• Your task:
Wherever the word "tailgate" turns up in a line of the entries, copy that line.

(Stored items)

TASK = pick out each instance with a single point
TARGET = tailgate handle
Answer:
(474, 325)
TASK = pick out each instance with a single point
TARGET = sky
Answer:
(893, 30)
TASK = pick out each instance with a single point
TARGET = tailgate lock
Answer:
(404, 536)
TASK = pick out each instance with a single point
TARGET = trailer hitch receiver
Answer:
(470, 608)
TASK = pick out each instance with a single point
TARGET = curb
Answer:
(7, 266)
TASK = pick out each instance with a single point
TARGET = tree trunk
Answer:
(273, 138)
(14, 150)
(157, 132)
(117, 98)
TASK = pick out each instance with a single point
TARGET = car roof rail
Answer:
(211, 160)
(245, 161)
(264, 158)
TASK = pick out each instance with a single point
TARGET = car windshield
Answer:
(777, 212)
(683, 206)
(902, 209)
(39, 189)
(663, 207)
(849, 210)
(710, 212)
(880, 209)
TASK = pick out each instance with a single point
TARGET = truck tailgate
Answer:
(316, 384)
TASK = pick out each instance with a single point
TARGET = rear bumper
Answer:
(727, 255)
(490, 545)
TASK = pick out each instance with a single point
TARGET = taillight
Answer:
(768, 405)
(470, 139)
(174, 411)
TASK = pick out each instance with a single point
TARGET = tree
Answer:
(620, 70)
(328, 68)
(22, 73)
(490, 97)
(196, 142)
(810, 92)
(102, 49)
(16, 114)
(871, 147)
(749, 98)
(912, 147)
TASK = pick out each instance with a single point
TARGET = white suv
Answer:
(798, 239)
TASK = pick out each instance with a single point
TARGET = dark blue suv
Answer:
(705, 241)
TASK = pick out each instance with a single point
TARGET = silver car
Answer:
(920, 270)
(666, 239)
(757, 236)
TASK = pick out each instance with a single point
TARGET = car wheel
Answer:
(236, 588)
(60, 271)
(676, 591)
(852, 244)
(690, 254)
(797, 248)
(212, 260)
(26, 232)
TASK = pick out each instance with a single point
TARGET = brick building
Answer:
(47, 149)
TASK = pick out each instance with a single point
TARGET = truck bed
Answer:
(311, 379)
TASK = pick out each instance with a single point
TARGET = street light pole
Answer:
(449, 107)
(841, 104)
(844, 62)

• Exercise response:
TARGET = tailgate handle
TARGET = tailgate lock
TARGET = truck tailgate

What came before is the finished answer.